- OBJECTIVE A: Reproduce every line of the point labeling records below without any changes.

>> start EXTRACT

# ELIMIDATE



## fingertingle (Sep 29, 2005)

I think going on the show Elimidate would be the most exhausting experience I can possibly think of. If I had to associate with people like that on a daily basis, I would be dead. lol


----------



## MrMortgage (Aug 26, 2005)

Man I agree with you. I mostly think people go on Blind Date and Elimidate to just show off cause they think their so "Hot". I dont know if you notice or not but on Elimidate, there is usaully one really attractive girl, then one average girl, and one unatractive girl. This is done to start arguments and cat fights between the girls.

Same goes for the guys in the show. But most of all this show is just for entertainment.


----------



## sleepingbeauty (Aug 18, 2004)

that show is part of the reason i killed my tv.


----------



## Scattered (Mar 8, 2005)

Killed your TV? Surely that must be a crime punishable by lethal injection.


----------



## enngirl5 (Aug 10, 2004)

Cheaters is the reason I killed my tv. That show is just wrong in so many ways.


----------



## jake (Jul 12, 2005)

I'm so glad to see other people hate this crap as much as I do. (Elimnidate et al). Cheaters is foul and that Joey Greco is a sleaze ball phony of the universe, haa


----------

>> end EXTRACT
>> start SUPPLIED MATERIAL

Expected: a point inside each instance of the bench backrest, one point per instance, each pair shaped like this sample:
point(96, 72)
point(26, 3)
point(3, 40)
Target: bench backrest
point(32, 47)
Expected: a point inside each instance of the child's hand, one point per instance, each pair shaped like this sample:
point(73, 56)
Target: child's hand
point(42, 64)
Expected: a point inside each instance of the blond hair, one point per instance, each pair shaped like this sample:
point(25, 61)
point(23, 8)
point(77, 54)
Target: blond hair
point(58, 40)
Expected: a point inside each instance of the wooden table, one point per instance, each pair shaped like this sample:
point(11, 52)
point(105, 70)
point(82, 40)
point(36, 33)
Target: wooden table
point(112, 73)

>> end SUPPLIED MATERIAL

- OBJECTIVE B: Using the Elimidate thread above, decide whether each statement agrees with it: (i) MrMortgage says Elimidate usually features one really attractive girl, one average girl, and one unattractive girl; (ii) enngirl5 names Elimidate as the reason for killing the TV; (iii) Scattered jokes that killing a TV should be a crime punishable by lethal injection. For each, answer yes or no and quote the words that decide it.

- RIGHT ANSWER A:
Expected: a point inside each instance of the bench backrest, one point per instance, each pair shaped like this sample:
point(96, 72)
point(26, 3)
point(3, 40)
Target: bench backrest
point(32, 47)
Expected: a point inside each instance of the child's hand, one point per instance, each pair shaped like this sample:
point(73, 56)
Target: child's hand
point(42, 64)
Expected: a point inside each instance of the blond hair, one point per instance, each pair shaped like this sample:
point(25, 61)
point(23, 8)
point(77, 54)
Target: blond hair
point(58, 40)
Expected: a point inside each instance of the wooden table, one point per instance, each pair shaped like this sample:
point(11, 52)
point(105, 70)
point(82, 40)
point(36, 33)
Target: wooden table
point(112, 73)

- RIGHT ANSWER B:
(i) Yes: "there is usaully one really attractive girl, then one average girl, and one unatractive girl."
(ii) No: "Cheaters is the reason I killed my tv."
(iii) Yes: "Surely that must be a crime punishable by lethal injection."